Brief: Please write out the records below word for word, leaving out the pictures.

Record set:
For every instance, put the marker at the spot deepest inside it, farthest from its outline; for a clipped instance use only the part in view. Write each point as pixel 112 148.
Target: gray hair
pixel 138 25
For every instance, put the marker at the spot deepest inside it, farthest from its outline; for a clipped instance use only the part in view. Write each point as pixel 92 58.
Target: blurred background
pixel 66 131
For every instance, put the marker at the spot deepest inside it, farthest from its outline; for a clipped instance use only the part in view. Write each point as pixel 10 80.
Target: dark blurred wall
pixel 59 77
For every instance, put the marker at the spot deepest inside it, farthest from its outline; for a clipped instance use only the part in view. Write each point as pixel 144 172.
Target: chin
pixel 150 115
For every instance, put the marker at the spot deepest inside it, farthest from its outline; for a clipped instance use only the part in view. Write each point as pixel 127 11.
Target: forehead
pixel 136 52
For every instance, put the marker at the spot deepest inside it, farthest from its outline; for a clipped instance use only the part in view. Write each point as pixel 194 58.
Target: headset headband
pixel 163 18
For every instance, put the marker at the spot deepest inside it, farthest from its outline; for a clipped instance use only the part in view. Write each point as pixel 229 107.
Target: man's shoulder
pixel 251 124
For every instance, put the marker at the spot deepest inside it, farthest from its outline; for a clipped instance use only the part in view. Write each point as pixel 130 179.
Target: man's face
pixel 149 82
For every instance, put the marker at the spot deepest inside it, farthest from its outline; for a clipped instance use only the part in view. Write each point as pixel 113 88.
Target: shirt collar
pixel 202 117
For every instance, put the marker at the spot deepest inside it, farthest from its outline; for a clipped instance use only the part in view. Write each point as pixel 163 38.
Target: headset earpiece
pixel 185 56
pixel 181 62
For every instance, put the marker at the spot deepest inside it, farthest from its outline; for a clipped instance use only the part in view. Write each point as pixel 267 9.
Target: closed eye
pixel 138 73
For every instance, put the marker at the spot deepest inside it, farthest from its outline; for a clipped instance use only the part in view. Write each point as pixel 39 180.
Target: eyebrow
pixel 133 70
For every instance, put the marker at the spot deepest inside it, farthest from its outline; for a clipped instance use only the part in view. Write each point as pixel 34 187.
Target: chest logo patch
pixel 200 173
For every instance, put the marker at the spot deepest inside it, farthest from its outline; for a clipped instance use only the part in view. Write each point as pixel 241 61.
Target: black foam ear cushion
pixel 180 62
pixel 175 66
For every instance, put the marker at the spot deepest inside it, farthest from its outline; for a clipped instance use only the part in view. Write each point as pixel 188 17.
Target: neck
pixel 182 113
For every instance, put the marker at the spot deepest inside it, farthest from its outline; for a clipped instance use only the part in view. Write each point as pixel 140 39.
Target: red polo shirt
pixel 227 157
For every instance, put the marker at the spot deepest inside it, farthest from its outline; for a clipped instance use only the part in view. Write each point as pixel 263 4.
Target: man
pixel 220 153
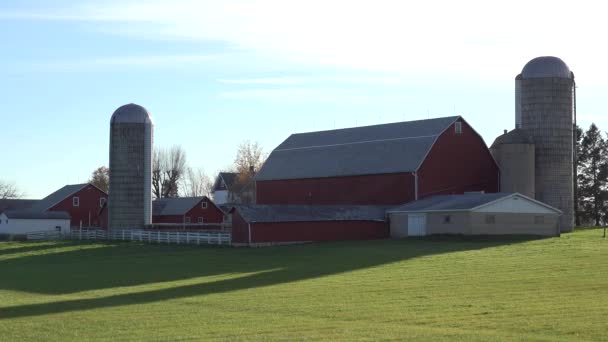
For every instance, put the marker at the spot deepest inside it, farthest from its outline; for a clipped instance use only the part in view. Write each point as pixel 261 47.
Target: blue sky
pixel 214 73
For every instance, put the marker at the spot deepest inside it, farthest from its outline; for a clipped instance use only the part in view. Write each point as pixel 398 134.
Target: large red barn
pixel 378 165
pixel 364 167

Written solution:
For every instance, put the marker at the spot deepest inside it, farthest from its outline; for a clipped instance use only the part in view. Write each point as pixel 112 148.
Target: gray hair
pixel 138 25
For every instance, put the marker at the spot deepest inside it, farthest from its outline; for a clipped instance use only the part in view. Write each point as pixel 92 58.
Target: blurred background
pixel 66 131
For every instance, put the marker at the spot deepest inside it, farthest from its outline; for a clipped instance use only the part in view. Write each point as pixel 10 80.
Target: dark blurred wall
pixel 59 77
For every instance, put the marker at the spot deepest inside it, farthest from its outline; for a clipped instance use only the part in view. Write each point as pixel 144 172.
Target: chin
pixel 150 115
For every instance, put the marker at the spot deepest inside it, farthest from its outline; for a clipped instance use only the part in view. Write each point as pixel 127 11.
Target: forehead
pixel 136 52
For every instance, put the marker at the spot deepest inside it, farthest from its outline; for a clipped instance use only the part in view. Write each point as pixel 194 58.
Target: headset headband
pixel 163 18
For every instance, put the marker at the spot deepest inside it, farthest from its outline; for a clipped instance use only the part in view. Write each point as pixel 229 107.
Target: man's shoulder
pixel 251 124
For every instance, put the marker at the spot deepest inside it, farthest from its outline; for a clipped instance use only the part in view. Write each point as pixel 130 179.
Target: man's face
pixel 149 82
For every instance, put the marker at the spot deepest inside it, farthest from its outline; for a clipped instance use only the part in view. Write each point as pixel 113 88.
Target: shirt collar
pixel 202 117
For every instance, put the marker at the spot deepest inside it, farthest from its outline; for a clipped instance use only the part in view. Write each point as pixel 163 38.
Target: headset earpiece
pixel 185 56
pixel 181 62
For every instance, put the marker at the spot deepest inside it, farthest from its outline; for a clipped instance use only the part in view. Write each point as pixel 267 9.
Target: closed eye
pixel 138 73
For every instance, put the marker at the spot deepest inside it, farthest from its outline; for a clipped instance use only the part in view. Write each point as pixel 39 180.
Target: eyebrow
pixel 133 70
For every instance, put the marker at the spot deepest inside it, farthest from its outline; for a clipped instance use only the part in view. Write each point as pixel 34 187.
Target: chest logo patch
pixel 200 173
For every instance, put the marker at the spot deepest inside it, farthest from its outline; for a clipped instance use only the part in view. Write each point as pixel 241 61.
Target: black foam ear cushion
pixel 180 62
pixel 175 66
For every instance, put the marker at the spot deepest inside it, farthest from its outline; for a clipped instance use only the part in view. Write each point as pixel 188 17.
Target: neck
pixel 182 113
For every instance, put the marker at the spot deepest inside it, farthest from its outline; for a clipped instance use only the part in view. Write each point as pixel 140 39.
Target: red polo shirt
pixel 227 157
For every instance, put the marker at the spot deepest inside it, farthest from its outline; for a clipped instance use only the part in view. Write each point as pixel 263 4.
Target: man
pixel 220 153
For every instance, put the marker at the spot deepest inside it, farthest from its outline; for a clipped instance use only the part in view. Write each point as pixel 261 47.
Target: blue sky
pixel 214 73
For every instance, put the marker at the spot deepest inside it, farthest from its outline; for a clipped instance use only the part in view. Write each point as pixel 398 134.
Target: large red barn
pixel 378 165
pixel 364 167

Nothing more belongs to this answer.